Cuz really for these larger companies
it's it's the Permian or bust, right? I
mean, that's that's really that's really
kind of the story. This is great because
this allows me to bring it back to
Landman again, which is that the Cooper
character it seems like his business is
kind of like yours. He went around and
there were these old wells that were
producing something and he's like
there's probably more potential. And
then this was like the key thing, he
went out to some like small hard money
lender that was based out of Fort Worth
and they gave him a good he gave him a
good deal. And then the dad said there's
no way the deal could be that good
because I know how financing works, so
like there must be a catch here and
there was I won't get into it. But talk
to us about the structure. Okay, so
you're it sounds like you're kind of
like Cooper because you're finding these
wells for that other people may like be
ready to discard. You're going to non-PE
scale financiers, although his was again
related to organized crime. I assume
yours isn't. But talk to us about some
of the terms of like what is it? Like is
it like you're going to pay me back 100%
plus 20% interest until we break even?
Like how are some of these financing
deals structured? Yeah, no, that's
that's a really good point. I mean, you
know, largely what I found is on the
equity side it's it is similar to
traditional private equity, right? Where
but you know, money is invested and then
you get money back plus a rate of return
and then you have a waterfall structure
which is based on return of capital. And
that can be, you know, either kind of
based on an IRR basis or on an ROI kind
of absolute return of capital. I've seen
it both ways, but that's kind of largely
the way that the equity equity capital
works. So it is actually pretty similar
to a lot of the traditional private
equity firms. You know, on the debt side
it's largely bank capital which you know
is is kind of 7 to 8%.
And then there are, you know, some of
these alternative firms and so these are
more kind of structured credit
providers. You know, there are some that
largely just operate in the energy
space. And you know, you're paying 400
to 500 basis points above what you would
pay a bank, but they're willing to lend
a little bit more aggressively against
the collateral, maybe give you a little
bit more credit for
reserves you have that are not currently
being produced currently being produced.
And you know, they'll they'll they'll
ask for a little bit of upside. So
whether that's in the form of like an
overriding royalty payment, so just
think about that as like a basically
just a cut of the revenue. It's like
similar to like a royalty deal deal in
music. So for every barrel that gets
produced maybe they get a little bit of
percentage and this is obviously after
they've gotten their money back. And so
the way the capital works for my
business is not all that dissimilar to
the way capital works for for larger
businesses. As I said, it's just there's
there's a couple of different ways to
play the space, but traditional equity
investment is pretty similar to, you
know, even the larger kind of private
equity investments. So when the price of
oil starts going up, say we're talking
late March, early April and WTI is
climbing above 100 and then it hits 112.
What actually happens in your business
and what are the thoughts that are going
through your mind? Like do you suddenly
get a bunch of calls from potential
investors going, oh, you know, we're
interested in putting some money in the
company? Do you start thinking like,
well, I need to expand production and
maybe ramp up CapEx?

WHAT THIS EXERCISE ASKS
[1] Using the transcript, decide whether each statement agrees with it: (a) bank debt costs roughly 7 to 8%; (b) the alternative lenders charge 400 to 500 basis points above bank rates; (c) the hard money lender in Landman was based in Dallas. Answer yes or no for each and quote the words of the transcript that settle it.
[2] Pick out every line of the records that contains the string "block", treating case as significant.
The transcript and the records are independent of each other.

MATERIAL SHOWN
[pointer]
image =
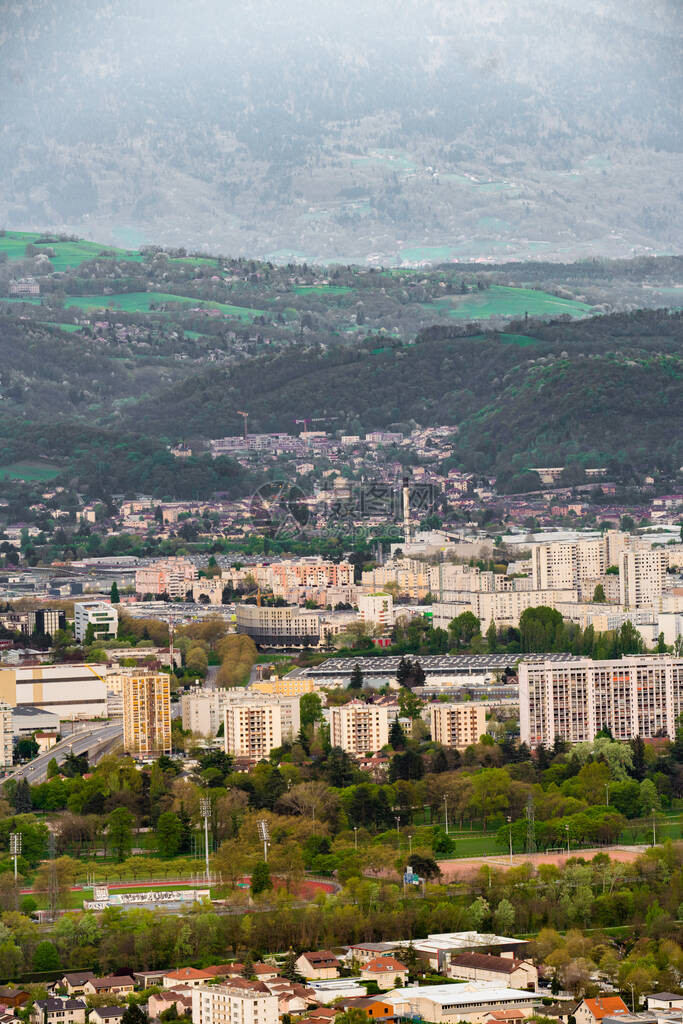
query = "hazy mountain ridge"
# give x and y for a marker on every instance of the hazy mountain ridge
(248, 132)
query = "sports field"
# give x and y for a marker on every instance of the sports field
(499, 300)
(27, 470)
(134, 302)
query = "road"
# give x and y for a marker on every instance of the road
(95, 740)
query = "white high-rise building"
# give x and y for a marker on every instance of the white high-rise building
(459, 724)
(638, 695)
(642, 576)
(359, 728)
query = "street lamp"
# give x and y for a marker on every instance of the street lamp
(205, 811)
(264, 836)
(15, 848)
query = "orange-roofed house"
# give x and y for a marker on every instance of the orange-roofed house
(386, 971)
(592, 1011)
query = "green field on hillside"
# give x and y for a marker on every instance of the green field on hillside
(67, 253)
(135, 302)
(500, 300)
(29, 471)
(322, 289)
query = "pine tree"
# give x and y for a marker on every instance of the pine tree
(355, 682)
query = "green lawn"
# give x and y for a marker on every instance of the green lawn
(67, 253)
(141, 302)
(322, 289)
(500, 300)
(29, 471)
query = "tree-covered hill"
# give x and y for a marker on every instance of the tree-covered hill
(609, 386)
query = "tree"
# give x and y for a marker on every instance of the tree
(46, 957)
(260, 880)
(504, 918)
(492, 638)
(169, 835)
(119, 830)
(134, 1014)
(355, 682)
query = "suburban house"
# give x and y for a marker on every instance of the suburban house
(506, 971)
(11, 997)
(113, 985)
(363, 952)
(57, 1011)
(386, 971)
(164, 1000)
(665, 1000)
(188, 977)
(105, 1015)
(74, 982)
(592, 1011)
(318, 966)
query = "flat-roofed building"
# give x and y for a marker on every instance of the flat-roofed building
(458, 725)
(637, 695)
(146, 713)
(359, 728)
(71, 691)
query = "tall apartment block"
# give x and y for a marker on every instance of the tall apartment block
(637, 695)
(359, 728)
(458, 725)
(6, 736)
(146, 714)
(254, 726)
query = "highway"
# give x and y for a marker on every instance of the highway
(95, 740)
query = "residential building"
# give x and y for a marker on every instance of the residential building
(637, 695)
(6, 735)
(71, 691)
(146, 713)
(283, 687)
(46, 621)
(105, 1015)
(506, 971)
(458, 725)
(181, 999)
(665, 1000)
(56, 1010)
(103, 619)
(594, 1010)
(238, 1001)
(254, 726)
(114, 984)
(642, 576)
(168, 576)
(359, 728)
(284, 627)
(387, 972)
(376, 609)
(321, 965)
(473, 1001)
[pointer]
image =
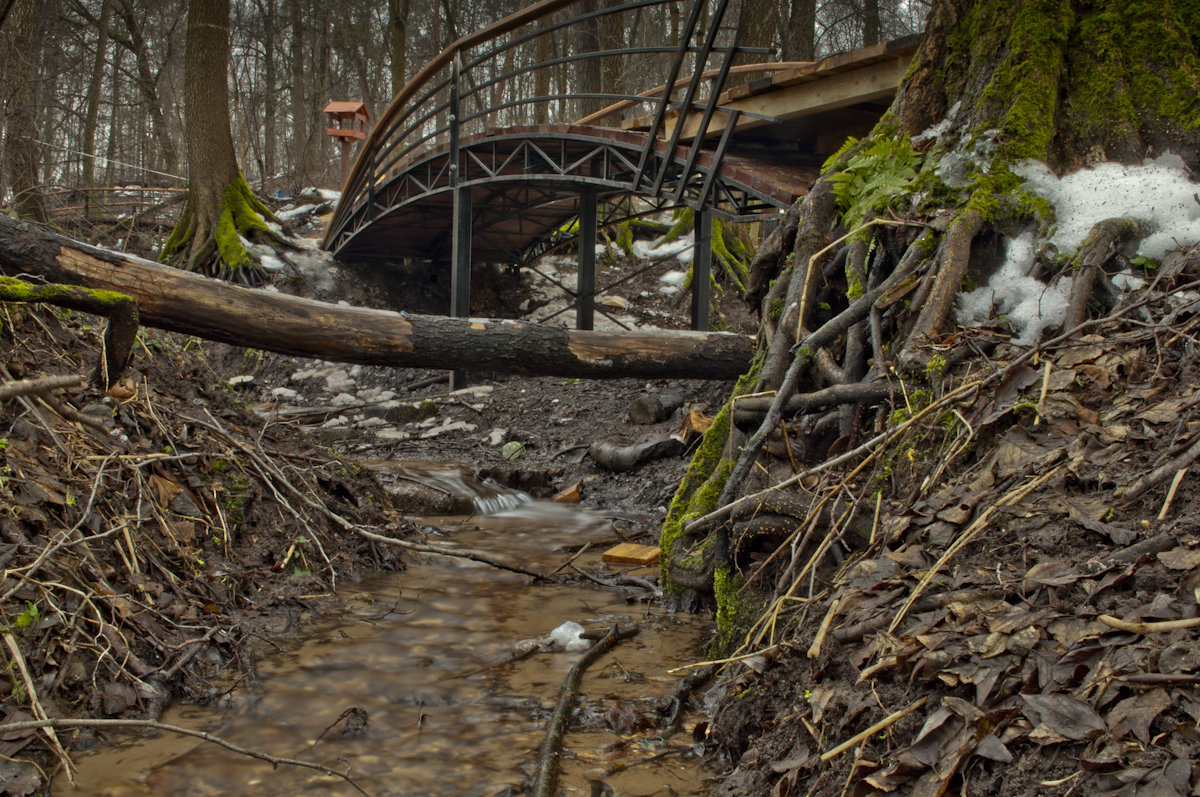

ANSWERS PER TASK
[1]
(a) Yes: "is is kind of 7 to 8%."
(b) Yes: "you're paying 400 to 500 basis points above what you would pay a bank"
(c) No: "lender that was based out of Fort Worth"

[2]
query = "tall apartment block"
# give x and y for a marker on every instance of the tall apartment block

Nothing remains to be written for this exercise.